## TASKS TO PERFORM
a: Could you print the email about X viewer speed from "Quentin Stafford-Fraser ()" to "your Linux environment?"?
b: Can you carry on the email about X viewer speed from the point where it stops?

## SELECTION
·····
Quentin Stafford-Fraser ()
Sat, 7 Mar 1998 16:16:55 -0000
I'm a little surprised. On the same machine under the same conditions I
would have expected the X viewer to be a little faster, because it writes
straight to the screen where the Windows one writes into a memory bitmap
which it blits onto the screen. But there are too many other factors here
to do a real comparison. As you say, the video drivers are different, and X
generally has more layers between the application and the screen, the
network drivers and memory usage will be different, and I'm assuming your
screen has the same resolution, number of colours and pixel format in each
case?
There's probably more room to speed up the Windows viewer than the X one,
but there may be more room for speeding up your Linux environment?
Quentin
----
Dr Quentin Stafford-Fraser
The Olivetti & Oracle Research Lab
-----Original Message-----
From: Cedric Maion <>
To: <>
Date: 06 March 1998 23:38
Subject: X viewer speed
>Hello
>
>I'm playing for the first time with vnc, and I find it very very
>interesting. Thanks a lot for your good job (and free software),
>ORL folks.
·····
## RECORDS SHOWN
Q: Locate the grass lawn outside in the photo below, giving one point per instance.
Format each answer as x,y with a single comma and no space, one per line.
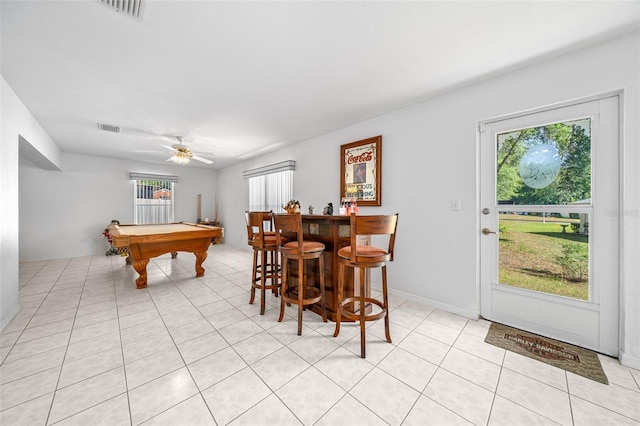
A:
538,256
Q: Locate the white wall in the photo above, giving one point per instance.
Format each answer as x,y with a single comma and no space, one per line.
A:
17,126
63,213
429,158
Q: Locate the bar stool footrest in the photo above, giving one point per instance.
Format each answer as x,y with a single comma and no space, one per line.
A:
355,316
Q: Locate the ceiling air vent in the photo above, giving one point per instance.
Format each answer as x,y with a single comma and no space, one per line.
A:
109,128
133,8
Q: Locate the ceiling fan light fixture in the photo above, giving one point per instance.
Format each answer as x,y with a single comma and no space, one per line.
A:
180,158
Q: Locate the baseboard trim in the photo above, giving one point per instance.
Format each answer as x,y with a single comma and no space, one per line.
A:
467,313
5,322
629,360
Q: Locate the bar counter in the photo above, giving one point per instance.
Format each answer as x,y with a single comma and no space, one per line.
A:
334,232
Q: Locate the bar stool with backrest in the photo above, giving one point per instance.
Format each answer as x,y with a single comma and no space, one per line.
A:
303,294
364,258
262,239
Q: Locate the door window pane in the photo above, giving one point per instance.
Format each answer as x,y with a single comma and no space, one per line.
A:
546,252
546,165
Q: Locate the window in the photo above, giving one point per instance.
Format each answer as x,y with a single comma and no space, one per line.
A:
153,197
270,187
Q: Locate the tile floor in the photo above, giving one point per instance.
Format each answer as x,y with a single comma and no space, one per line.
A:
87,348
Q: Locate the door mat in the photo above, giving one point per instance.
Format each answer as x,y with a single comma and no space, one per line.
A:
553,352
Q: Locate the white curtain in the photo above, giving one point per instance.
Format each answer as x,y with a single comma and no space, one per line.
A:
270,191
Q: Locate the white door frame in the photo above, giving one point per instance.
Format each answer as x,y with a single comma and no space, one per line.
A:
602,310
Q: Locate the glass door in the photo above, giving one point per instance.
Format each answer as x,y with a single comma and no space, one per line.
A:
548,240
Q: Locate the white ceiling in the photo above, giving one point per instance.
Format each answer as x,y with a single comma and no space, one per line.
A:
240,78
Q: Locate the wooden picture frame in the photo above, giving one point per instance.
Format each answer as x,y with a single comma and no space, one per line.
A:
361,171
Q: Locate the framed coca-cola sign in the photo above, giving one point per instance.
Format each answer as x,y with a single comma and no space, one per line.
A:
361,171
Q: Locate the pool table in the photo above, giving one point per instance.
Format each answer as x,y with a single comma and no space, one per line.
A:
147,241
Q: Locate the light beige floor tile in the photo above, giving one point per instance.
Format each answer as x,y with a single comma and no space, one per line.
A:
93,330
313,347
141,331
48,318
216,367
87,393
613,397
46,330
470,367
405,319
344,368
139,318
234,395
95,318
27,366
160,395
447,318
225,317
114,411
257,347
536,396
408,368
153,366
309,403
90,366
438,331
445,352
92,346
376,348
348,411
239,331
428,412
37,346
28,388
375,330
587,413
147,346
507,413
198,348
32,412
271,411
191,330
385,395
464,398
8,339
425,347
280,367
193,411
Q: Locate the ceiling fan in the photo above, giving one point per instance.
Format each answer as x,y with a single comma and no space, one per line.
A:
182,155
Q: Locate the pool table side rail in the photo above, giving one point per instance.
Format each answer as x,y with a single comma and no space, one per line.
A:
122,239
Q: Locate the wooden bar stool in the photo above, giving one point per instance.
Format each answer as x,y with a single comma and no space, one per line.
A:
261,237
303,294
365,258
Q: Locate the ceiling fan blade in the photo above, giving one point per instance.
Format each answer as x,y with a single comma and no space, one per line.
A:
204,160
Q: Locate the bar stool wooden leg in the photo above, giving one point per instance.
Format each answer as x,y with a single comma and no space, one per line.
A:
301,283
362,309
385,300
324,295
254,277
339,310
283,288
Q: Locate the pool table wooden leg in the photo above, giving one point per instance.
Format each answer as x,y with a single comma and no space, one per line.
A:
141,268
200,257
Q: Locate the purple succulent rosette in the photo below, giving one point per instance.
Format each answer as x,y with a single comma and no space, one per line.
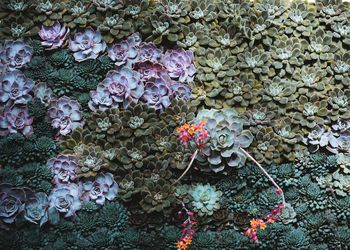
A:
149,70
124,86
157,94
87,45
12,200
14,86
100,99
43,93
149,52
15,54
16,119
54,36
181,90
63,168
35,209
66,115
179,64
102,188
64,199
122,53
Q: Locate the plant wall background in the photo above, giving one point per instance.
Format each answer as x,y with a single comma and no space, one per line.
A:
91,93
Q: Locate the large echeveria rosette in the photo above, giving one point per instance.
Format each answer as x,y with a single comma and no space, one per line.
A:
66,115
54,36
87,45
227,136
15,87
15,55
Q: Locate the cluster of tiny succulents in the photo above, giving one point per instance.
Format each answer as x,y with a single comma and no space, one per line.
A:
133,124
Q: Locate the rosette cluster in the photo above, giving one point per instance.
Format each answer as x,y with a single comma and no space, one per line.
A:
144,73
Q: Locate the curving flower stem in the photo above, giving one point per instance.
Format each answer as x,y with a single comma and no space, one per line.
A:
188,167
267,174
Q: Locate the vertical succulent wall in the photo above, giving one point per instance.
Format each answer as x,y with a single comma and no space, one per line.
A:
91,93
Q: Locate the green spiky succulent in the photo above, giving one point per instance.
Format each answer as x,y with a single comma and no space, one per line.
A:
205,199
226,137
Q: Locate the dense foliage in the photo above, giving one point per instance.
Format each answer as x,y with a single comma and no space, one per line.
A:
91,94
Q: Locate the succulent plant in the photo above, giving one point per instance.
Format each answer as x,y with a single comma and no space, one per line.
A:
227,136
179,64
203,10
281,90
66,115
259,116
63,168
321,137
12,200
312,77
241,92
16,119
331,11
78,13
300,20
148,52
101,188
339,100
157,94
288,53
205,199
312,111
43,93
101,99
54,36
157,196
105,5
124,86
266,145
340,67
149,69
321,46
87,45
49,11
123,53
181,90
65,199
15,54
256,60
15,87
35,209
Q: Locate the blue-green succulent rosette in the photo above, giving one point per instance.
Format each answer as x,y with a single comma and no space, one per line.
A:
227,136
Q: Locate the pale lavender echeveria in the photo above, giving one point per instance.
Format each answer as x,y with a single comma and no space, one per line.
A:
65,199
100,99
149,70
54,36
181,90
16,119
43,93
124,86
179,64
66,115
149,52
35,209
87,45
15,54
102,188
63,168
122,53
157,94
12,201
14,86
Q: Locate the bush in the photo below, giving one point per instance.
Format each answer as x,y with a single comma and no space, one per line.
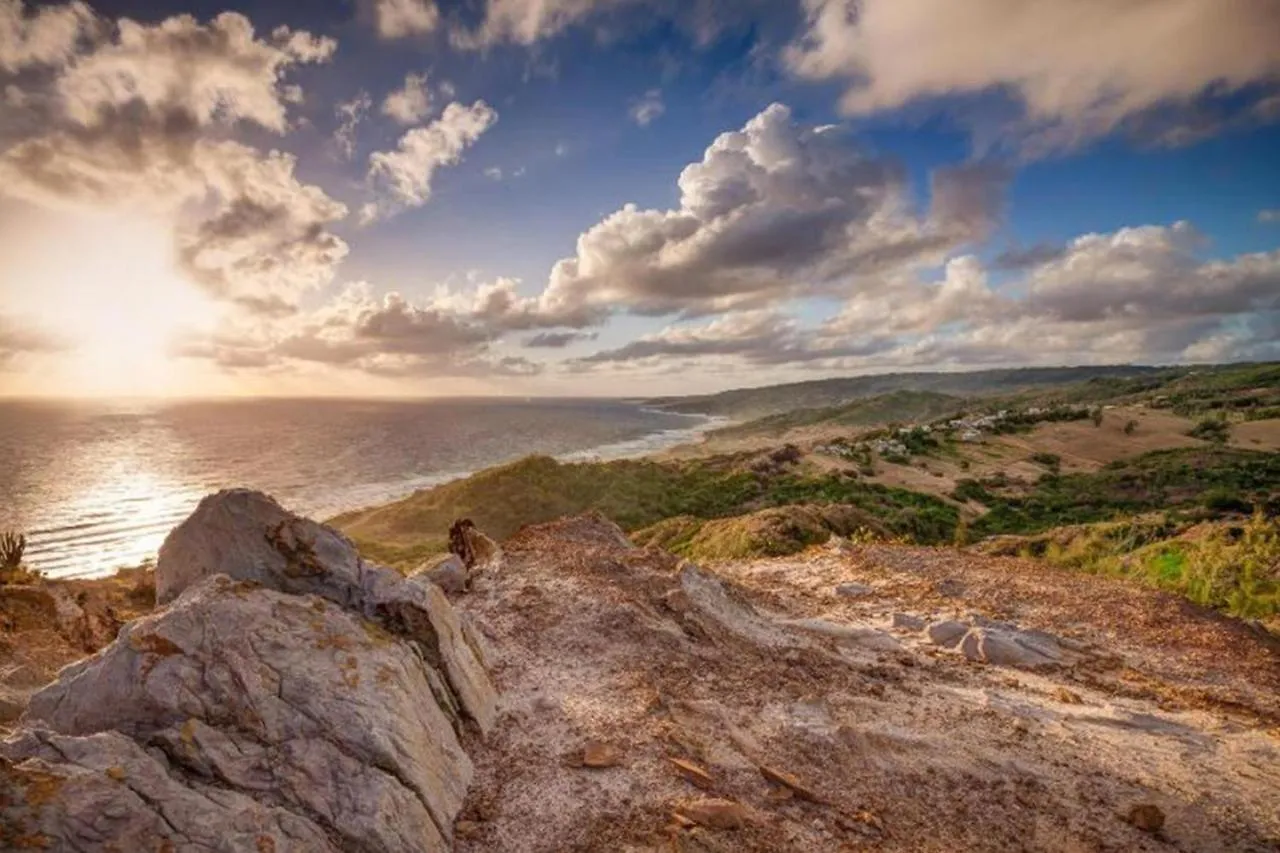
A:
1239,575
12,547
786,455
1052,461
1225,501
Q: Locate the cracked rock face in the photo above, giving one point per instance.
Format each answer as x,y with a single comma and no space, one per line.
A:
254,714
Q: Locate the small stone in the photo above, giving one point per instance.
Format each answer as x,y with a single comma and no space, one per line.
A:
693,772
449,574
676,601
906,623
1147,816
598,753
946,633
714,813
789,781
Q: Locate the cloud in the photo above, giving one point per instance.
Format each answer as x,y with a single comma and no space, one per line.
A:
1132,295
411,103
451,334
648,108
18,338
525,22
403,18
772,211
350,115
405,176
1024,258
45,36
557,340
142,122
1078,69
266,241
219,72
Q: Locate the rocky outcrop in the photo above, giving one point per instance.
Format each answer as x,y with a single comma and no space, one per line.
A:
247,536
289,697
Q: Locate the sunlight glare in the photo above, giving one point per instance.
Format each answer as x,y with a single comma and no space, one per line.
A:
123,306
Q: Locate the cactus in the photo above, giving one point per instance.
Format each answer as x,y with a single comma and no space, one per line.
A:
12,547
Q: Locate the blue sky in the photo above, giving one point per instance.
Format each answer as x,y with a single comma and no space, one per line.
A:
865,174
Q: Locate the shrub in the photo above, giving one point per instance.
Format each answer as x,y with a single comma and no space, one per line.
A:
1225,501
12,547
786,455
1211,429
1052,461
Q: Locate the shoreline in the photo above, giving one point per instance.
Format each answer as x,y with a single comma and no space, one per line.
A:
356,498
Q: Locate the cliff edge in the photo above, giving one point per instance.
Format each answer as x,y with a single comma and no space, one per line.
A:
575,692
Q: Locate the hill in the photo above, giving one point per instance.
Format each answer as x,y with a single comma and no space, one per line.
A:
580,693
743,404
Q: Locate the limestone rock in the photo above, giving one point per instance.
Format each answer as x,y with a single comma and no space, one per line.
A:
248,537
714,813
905,623
268,716
1008,648
449,574
1147,816
598,753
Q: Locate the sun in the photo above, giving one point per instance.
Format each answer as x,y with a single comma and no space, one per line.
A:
120,304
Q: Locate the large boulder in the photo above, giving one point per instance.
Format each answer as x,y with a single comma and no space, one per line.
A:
301,705
247,536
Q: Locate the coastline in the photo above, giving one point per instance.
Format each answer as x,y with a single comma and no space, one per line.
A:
140,552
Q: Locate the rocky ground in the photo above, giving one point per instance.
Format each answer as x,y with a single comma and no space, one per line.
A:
580,693
862,698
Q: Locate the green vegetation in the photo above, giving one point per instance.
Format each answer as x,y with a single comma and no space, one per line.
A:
1161,479
13,546
767,533
1232,566
635,493
883,409
1052,461
745,404
1211,429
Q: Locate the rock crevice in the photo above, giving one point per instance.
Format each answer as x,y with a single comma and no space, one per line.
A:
288,696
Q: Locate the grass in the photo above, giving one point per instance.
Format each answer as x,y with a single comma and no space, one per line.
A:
883,409
1233,566
775,532
635,493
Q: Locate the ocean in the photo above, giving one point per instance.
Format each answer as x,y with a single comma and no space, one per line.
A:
97,486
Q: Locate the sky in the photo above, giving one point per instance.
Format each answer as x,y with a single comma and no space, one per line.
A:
627,197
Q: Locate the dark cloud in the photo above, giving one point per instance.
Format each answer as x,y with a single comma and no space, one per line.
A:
·····
## RESPONSES BY TASK
a:
Quentin Stafford-Fraser ()
Sat, 7 Mar 1998 16:16:55 -0000
I'm a little surprised. On the same machine under the same conditions I
would have expected the X viewer to be a little faster, because it writes
straight to the screen where the Windows one writes into a memory bitmap
which it blits onto the screen. But there are too many other factors here
to do a real comparison. As you say, the video drivers are different, and X
generally has more layers between the application and the screen, the
network drivers and memory usage will be different, and I'm assuming your
screen has the same resolution, number of colours and pixel format in each
case?
There's probably more room to speed up the Windows viewer than the X one,
but there may be more room for speeding up your Linux environment?

b:
>
>What I wanted to know was if you already optimized vnc* for speed
>(especially the X viewer).
>I compared on the same box the X and the Win32 viewer, and the speed
>difference is quite impressive (Windows 95 OSR2 against XFree86 3.3.1/
>Red Hat Linux 5.0, using an ATI ).
>The Windows viewer is clearly far quicker than the X one on my box...
>My Windows video card driver is probably one of the cause, but I'm not
>sure it explains such a difference.
>Do you have hints, or informations regarding the X viewer ?
>
>I also compared the speed when connecting from a Linux box to another Linux
>box, first using xdm and then vnc. I understand that because X is an higher
>level protocol than vnc, it should be quicker. Using a pure X solution
gives
>indeed far better results :-) (over a LAN).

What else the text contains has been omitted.